Task details: Retype exactly the lines that run from the line with "the player's right hand" to the final line of the entries, keeping both ends and nothing else.

— START OF Dataset records —

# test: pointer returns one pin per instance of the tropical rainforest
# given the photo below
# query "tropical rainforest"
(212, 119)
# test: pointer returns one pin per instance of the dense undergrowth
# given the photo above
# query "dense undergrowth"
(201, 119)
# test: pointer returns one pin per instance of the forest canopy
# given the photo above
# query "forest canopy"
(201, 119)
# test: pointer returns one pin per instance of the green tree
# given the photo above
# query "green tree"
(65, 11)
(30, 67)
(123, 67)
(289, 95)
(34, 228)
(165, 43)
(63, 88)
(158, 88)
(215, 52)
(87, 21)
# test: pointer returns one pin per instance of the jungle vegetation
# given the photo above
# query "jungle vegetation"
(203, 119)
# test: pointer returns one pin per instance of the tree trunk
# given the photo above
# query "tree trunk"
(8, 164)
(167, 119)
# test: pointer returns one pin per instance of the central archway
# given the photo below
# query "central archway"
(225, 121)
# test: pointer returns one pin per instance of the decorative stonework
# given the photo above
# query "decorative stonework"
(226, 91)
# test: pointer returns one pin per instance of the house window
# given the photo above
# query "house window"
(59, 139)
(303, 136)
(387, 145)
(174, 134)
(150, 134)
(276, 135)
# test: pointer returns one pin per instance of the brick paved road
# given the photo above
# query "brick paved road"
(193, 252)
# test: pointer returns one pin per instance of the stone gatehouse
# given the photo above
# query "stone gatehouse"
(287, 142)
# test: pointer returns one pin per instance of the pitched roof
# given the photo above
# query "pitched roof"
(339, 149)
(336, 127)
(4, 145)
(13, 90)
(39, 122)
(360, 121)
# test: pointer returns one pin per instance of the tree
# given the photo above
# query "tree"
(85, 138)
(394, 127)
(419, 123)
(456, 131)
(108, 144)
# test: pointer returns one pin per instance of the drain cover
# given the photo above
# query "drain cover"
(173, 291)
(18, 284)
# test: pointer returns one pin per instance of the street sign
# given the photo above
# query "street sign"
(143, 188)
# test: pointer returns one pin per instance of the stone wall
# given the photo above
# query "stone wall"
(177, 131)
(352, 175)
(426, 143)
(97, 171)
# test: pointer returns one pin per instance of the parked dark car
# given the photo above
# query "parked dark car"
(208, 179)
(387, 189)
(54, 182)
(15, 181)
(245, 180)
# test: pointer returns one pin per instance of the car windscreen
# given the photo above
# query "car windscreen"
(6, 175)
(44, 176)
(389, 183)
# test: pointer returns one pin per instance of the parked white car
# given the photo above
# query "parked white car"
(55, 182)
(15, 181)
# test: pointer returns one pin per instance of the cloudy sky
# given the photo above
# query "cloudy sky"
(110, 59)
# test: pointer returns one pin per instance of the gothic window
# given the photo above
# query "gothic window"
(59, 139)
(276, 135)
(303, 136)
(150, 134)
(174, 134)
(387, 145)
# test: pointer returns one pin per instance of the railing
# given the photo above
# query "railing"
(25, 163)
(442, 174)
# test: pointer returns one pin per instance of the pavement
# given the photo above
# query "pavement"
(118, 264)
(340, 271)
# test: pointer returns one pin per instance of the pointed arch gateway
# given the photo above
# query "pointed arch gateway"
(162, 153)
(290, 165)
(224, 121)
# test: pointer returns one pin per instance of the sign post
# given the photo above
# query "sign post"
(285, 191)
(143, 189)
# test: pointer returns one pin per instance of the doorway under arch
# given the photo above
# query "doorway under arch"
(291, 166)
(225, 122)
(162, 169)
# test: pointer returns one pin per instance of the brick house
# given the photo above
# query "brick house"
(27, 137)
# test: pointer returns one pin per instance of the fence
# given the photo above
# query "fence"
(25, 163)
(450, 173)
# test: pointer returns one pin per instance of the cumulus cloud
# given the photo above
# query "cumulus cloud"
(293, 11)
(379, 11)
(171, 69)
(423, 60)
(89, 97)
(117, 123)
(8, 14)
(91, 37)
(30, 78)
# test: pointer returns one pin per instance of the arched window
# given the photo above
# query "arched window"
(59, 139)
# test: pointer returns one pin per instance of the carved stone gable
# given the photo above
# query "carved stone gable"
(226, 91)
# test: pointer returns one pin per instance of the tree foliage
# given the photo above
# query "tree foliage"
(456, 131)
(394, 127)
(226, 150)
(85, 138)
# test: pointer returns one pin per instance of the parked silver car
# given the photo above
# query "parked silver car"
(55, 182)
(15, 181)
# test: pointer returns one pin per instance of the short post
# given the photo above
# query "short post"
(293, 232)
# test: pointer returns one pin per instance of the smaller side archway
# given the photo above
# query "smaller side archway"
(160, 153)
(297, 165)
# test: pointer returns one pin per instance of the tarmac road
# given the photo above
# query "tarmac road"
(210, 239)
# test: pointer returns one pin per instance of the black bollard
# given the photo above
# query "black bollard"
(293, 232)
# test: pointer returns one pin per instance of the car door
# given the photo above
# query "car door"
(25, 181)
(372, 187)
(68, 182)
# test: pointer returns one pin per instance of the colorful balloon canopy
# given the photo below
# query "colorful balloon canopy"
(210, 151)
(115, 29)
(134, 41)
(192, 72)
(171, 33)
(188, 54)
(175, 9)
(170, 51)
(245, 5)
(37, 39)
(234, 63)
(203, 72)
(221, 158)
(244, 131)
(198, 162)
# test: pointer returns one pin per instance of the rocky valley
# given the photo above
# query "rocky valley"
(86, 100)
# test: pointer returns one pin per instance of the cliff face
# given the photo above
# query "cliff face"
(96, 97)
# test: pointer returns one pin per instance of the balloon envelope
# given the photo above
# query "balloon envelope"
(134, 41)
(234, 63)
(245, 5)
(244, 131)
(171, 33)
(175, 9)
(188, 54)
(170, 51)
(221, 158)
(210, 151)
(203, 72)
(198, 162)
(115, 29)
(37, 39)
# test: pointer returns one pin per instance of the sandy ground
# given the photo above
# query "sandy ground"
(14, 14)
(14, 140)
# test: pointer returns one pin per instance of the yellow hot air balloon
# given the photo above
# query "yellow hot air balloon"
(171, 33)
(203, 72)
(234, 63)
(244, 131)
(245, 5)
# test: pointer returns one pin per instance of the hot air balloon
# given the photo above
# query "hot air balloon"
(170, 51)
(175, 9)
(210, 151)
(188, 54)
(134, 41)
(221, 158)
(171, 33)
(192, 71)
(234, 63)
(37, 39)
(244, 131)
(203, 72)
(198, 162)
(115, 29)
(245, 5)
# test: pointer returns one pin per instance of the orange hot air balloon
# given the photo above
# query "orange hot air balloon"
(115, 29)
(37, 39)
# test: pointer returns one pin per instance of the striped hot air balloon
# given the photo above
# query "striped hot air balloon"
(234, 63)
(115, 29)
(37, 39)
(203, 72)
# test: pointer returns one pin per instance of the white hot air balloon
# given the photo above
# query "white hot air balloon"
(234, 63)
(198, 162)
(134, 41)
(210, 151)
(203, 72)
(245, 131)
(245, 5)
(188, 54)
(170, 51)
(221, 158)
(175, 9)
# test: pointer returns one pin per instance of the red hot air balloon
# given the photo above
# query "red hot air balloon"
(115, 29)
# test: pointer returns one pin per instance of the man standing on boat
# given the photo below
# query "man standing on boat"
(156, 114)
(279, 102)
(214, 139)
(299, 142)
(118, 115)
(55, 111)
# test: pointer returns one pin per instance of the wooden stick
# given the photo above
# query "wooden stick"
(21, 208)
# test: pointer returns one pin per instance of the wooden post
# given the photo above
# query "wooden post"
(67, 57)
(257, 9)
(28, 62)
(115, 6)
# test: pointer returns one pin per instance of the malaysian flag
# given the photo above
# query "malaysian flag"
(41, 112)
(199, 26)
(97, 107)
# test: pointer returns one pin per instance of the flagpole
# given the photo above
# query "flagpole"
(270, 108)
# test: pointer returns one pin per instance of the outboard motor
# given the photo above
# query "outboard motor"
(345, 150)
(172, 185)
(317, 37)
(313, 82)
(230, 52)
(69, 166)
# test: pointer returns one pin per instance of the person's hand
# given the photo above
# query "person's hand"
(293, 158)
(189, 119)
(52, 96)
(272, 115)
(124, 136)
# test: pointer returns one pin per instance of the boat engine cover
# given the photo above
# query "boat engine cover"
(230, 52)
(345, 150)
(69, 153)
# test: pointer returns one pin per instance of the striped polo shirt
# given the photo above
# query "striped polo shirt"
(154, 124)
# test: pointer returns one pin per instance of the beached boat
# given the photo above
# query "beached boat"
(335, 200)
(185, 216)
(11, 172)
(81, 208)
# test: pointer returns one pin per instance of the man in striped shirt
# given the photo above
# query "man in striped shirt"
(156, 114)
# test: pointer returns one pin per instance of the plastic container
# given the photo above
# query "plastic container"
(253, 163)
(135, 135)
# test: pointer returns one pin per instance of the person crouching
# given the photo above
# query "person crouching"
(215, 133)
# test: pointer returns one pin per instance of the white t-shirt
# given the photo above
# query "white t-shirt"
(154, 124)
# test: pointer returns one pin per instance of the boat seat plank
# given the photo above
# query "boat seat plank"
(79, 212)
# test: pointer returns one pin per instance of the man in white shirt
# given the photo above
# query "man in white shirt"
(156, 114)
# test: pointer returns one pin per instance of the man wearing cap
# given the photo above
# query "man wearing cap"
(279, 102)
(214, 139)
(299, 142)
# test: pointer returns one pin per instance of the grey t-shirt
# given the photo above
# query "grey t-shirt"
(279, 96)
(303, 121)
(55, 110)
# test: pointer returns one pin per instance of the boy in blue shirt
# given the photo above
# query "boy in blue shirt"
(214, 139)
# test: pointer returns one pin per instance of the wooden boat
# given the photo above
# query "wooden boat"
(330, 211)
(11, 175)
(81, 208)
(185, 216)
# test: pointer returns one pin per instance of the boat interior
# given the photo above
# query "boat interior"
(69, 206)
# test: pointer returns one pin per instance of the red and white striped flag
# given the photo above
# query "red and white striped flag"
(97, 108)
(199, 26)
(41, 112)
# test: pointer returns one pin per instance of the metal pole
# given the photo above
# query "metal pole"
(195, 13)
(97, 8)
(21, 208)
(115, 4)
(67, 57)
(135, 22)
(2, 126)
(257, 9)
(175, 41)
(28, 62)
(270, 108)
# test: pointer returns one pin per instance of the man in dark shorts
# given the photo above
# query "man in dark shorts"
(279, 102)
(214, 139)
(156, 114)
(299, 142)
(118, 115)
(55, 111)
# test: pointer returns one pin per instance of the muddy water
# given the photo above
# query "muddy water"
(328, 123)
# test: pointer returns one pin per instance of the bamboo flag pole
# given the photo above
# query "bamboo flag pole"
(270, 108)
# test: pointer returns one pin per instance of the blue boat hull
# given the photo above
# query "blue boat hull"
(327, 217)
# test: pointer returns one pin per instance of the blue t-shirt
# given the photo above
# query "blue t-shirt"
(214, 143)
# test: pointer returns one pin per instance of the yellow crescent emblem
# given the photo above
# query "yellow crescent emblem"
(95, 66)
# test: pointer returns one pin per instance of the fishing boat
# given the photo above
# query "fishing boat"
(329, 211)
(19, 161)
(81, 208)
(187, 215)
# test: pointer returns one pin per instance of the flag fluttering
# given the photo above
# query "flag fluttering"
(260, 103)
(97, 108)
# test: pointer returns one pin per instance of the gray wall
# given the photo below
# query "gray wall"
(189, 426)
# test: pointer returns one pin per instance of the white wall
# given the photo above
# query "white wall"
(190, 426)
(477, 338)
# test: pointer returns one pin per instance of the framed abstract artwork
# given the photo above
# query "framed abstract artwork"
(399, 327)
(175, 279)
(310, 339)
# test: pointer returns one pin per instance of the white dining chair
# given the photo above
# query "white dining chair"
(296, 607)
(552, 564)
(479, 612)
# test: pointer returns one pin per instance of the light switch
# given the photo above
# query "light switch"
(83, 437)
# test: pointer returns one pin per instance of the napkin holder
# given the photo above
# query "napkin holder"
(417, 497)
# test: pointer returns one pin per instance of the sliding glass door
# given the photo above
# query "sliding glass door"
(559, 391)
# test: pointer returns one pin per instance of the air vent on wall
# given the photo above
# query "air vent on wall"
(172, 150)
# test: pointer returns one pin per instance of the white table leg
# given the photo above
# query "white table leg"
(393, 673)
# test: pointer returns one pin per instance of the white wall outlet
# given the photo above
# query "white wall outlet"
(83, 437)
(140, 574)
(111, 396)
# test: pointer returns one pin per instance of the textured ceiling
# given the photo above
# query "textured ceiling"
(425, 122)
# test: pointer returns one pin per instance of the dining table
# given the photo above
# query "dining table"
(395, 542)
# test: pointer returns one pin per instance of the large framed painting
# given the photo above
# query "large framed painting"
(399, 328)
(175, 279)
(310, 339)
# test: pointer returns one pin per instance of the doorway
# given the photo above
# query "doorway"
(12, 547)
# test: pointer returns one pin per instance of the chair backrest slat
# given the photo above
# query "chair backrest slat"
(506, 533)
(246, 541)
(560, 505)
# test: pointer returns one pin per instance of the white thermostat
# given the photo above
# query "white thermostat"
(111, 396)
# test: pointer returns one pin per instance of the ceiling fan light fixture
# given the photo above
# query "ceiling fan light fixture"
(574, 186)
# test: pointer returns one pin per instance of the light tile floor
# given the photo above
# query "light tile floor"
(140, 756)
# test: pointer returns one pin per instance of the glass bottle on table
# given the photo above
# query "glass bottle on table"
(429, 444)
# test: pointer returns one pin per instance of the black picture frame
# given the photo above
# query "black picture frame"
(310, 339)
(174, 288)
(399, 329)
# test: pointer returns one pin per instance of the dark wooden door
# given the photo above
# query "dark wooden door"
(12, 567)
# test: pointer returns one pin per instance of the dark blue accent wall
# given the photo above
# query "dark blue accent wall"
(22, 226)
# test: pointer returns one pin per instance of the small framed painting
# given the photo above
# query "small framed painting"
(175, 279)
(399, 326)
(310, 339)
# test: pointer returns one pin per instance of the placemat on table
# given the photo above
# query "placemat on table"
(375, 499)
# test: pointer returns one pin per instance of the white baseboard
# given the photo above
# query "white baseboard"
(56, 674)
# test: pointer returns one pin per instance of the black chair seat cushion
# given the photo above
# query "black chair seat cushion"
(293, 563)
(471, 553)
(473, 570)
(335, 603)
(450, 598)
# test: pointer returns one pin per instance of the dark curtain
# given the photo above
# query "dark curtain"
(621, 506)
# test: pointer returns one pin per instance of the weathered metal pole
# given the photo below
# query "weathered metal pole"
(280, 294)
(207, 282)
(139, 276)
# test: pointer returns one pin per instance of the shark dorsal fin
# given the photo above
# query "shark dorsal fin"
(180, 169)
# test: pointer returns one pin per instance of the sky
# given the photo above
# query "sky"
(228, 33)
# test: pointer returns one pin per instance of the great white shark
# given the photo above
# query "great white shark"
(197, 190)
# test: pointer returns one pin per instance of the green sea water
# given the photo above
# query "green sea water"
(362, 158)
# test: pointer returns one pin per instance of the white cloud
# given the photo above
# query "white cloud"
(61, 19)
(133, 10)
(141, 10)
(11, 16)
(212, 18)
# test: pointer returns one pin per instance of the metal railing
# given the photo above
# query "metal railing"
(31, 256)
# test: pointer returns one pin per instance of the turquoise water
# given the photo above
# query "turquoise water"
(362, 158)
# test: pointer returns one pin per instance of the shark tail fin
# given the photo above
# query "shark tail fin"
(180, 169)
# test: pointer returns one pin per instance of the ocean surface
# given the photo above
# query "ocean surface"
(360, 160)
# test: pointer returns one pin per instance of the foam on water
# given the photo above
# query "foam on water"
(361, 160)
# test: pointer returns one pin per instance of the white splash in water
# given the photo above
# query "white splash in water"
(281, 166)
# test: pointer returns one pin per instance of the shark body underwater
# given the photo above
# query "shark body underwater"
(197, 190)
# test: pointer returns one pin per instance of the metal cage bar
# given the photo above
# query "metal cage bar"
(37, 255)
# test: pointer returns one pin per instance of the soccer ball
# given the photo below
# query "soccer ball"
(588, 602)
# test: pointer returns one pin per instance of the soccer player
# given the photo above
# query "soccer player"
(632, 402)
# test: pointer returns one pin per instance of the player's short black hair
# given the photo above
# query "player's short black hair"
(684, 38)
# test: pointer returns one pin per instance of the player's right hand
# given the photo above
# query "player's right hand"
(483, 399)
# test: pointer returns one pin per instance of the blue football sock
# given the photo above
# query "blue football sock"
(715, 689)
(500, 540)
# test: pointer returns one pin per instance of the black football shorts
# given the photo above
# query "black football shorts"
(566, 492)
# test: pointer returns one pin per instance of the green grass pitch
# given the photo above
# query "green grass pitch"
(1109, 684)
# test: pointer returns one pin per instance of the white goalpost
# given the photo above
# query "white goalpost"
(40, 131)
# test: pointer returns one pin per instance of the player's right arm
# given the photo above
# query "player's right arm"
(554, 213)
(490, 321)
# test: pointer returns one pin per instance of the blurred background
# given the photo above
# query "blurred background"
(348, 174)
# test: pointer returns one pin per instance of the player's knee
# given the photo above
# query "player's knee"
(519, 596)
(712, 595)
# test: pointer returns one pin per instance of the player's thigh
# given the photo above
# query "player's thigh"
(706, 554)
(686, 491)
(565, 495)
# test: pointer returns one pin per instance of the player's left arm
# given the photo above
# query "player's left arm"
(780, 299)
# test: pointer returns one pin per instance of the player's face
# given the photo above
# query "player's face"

— END OF Dataset records —

Exercise result:
# test: pointer returns one pin per instance of the player's right hand
# given the photo above
# query "player's right hand"
(483, 399)
# test: pointer returns one pin per instance of the blue football sock
# given the photo above
# query "blue football sock"
(715, 689)
(500, 540)
# test: pointer returns one pin per instance of the black football shorts
# given the photo above
# query "black football shorts"
(566, 492)
# test: pointer returns one pin per instance of the green grass pitch
# given the photo above
# query "green grass pitch"
(1109, 684)
# test: pointer returns one pin per instance of the white goalpost
# given the photo above
# query "white goalpost"
(40, 131)
# test: pointer returns one pin per instance of the player's right arm
# given the photo above
# query "player's right arm"
(554, 213)
(490, 321)
# test: pointer returns one pin per instance of the blurred background
# given the photo above
# query "blurred background"
(348, 174)
# test: pointer returns one pin per instance of the player's knee
# given the photo above
# query "player's knee"
(519, 596)
(712, 595)
# test: pointer returns one pin per instance of the player's thigh
# given the photo above
# query "player's thigh"
(706, 554)
(686, 491)
(565, 495)
# test: pointer returns one pin per instance of the player's left arm
# given the photo above
# query "player's left arm"
(780, 299)
# test: pointer returns one pin per instance of the player's face
# given the photo above
# query "player's face"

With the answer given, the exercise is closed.